Exercise requirements
If a line in the data holds the string "dark", list it.

Source data
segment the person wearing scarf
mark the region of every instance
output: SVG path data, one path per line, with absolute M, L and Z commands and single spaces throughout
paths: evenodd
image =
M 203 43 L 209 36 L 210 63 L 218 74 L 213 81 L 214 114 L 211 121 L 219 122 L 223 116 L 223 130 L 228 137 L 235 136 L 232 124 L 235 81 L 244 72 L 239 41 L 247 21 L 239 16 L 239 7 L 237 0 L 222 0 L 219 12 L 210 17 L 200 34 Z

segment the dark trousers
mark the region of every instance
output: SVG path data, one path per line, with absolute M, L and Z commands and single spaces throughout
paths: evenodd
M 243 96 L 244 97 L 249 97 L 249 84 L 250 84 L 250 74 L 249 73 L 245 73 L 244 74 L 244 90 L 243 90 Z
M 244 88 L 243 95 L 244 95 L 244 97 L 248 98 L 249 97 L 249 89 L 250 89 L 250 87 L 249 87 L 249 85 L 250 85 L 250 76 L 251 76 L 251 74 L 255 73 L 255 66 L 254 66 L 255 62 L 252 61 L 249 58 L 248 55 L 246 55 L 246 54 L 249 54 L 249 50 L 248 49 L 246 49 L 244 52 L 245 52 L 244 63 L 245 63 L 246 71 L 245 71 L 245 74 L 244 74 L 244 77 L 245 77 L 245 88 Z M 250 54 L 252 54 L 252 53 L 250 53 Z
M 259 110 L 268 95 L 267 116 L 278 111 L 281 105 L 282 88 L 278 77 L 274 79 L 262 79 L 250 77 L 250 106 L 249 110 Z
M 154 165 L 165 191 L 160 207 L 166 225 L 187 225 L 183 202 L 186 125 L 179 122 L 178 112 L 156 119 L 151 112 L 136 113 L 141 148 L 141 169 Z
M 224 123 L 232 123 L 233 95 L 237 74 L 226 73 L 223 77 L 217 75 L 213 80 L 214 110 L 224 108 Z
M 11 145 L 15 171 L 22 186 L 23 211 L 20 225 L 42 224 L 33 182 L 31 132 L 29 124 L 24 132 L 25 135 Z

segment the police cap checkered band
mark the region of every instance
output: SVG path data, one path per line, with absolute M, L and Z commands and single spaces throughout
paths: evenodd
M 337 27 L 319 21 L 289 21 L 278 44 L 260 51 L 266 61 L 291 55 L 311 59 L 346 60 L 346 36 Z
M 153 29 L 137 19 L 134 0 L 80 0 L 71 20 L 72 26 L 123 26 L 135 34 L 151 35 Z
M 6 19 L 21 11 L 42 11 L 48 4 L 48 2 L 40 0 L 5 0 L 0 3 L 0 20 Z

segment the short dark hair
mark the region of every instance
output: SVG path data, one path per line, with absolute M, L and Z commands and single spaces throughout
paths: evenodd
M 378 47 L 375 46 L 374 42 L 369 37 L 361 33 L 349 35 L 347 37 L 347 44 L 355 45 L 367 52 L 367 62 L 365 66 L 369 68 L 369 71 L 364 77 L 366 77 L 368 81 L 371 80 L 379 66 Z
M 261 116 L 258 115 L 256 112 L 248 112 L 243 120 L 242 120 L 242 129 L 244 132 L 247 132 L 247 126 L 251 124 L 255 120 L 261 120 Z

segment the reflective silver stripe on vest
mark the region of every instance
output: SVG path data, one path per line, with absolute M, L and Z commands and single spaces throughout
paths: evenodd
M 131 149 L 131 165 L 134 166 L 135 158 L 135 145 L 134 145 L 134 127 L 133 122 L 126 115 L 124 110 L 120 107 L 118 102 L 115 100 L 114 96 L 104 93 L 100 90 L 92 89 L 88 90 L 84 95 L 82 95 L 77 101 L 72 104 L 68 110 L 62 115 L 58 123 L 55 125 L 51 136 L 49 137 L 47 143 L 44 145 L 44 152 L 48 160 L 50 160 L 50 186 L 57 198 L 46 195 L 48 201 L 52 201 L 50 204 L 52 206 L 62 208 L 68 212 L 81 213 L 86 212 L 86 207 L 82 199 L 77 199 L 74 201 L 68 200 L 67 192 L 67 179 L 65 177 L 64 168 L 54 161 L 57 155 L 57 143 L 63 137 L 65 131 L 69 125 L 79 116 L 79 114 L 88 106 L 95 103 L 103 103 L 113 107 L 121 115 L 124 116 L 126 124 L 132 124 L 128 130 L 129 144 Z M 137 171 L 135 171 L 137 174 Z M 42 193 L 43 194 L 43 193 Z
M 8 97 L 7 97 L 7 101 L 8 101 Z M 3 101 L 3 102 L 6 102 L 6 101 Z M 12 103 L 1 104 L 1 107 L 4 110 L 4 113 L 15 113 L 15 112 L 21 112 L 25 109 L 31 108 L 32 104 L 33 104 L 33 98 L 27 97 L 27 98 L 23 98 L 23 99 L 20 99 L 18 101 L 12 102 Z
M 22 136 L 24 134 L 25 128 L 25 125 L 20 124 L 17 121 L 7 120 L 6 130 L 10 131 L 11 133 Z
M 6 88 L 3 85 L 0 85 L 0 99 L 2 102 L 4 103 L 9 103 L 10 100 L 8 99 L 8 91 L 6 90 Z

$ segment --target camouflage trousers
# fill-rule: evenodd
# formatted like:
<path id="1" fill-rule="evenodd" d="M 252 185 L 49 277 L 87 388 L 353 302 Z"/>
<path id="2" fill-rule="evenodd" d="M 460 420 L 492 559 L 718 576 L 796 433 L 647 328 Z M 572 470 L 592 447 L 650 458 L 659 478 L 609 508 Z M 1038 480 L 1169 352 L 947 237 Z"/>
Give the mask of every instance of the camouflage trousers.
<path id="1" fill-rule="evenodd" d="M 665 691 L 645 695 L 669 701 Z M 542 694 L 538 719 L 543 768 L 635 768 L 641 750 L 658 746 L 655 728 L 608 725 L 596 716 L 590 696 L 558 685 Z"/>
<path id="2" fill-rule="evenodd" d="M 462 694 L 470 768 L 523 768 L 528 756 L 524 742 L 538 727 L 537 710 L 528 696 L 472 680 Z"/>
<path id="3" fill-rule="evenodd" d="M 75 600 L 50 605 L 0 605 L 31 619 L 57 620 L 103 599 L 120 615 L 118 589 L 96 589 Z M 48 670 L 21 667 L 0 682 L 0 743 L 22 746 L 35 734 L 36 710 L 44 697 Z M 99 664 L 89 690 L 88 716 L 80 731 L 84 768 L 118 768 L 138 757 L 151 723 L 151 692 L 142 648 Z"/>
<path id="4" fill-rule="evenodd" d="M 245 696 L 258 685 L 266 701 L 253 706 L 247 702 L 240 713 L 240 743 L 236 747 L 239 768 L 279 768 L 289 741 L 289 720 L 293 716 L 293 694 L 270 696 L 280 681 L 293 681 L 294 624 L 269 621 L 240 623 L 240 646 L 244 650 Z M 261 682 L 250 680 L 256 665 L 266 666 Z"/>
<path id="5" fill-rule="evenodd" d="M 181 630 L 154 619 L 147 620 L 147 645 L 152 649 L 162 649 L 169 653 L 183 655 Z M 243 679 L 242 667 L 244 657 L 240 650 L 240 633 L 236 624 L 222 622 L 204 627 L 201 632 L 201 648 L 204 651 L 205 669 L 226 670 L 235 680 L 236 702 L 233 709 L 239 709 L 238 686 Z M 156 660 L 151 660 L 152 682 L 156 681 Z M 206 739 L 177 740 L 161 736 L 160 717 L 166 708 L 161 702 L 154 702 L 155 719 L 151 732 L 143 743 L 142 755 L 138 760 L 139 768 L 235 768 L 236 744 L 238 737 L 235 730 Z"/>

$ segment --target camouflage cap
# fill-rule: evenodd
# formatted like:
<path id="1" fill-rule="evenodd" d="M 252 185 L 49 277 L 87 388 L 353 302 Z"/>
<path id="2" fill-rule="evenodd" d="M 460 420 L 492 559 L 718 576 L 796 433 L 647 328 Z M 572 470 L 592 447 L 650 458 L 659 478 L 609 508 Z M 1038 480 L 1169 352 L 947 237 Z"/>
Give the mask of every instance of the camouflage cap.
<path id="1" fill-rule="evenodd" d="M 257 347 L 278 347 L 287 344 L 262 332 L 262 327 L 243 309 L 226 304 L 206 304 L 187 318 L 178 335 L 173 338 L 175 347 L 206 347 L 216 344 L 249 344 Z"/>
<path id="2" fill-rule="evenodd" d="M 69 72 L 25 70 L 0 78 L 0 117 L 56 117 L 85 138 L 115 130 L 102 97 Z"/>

Written response
segment the dark trousers
segment the short dark hair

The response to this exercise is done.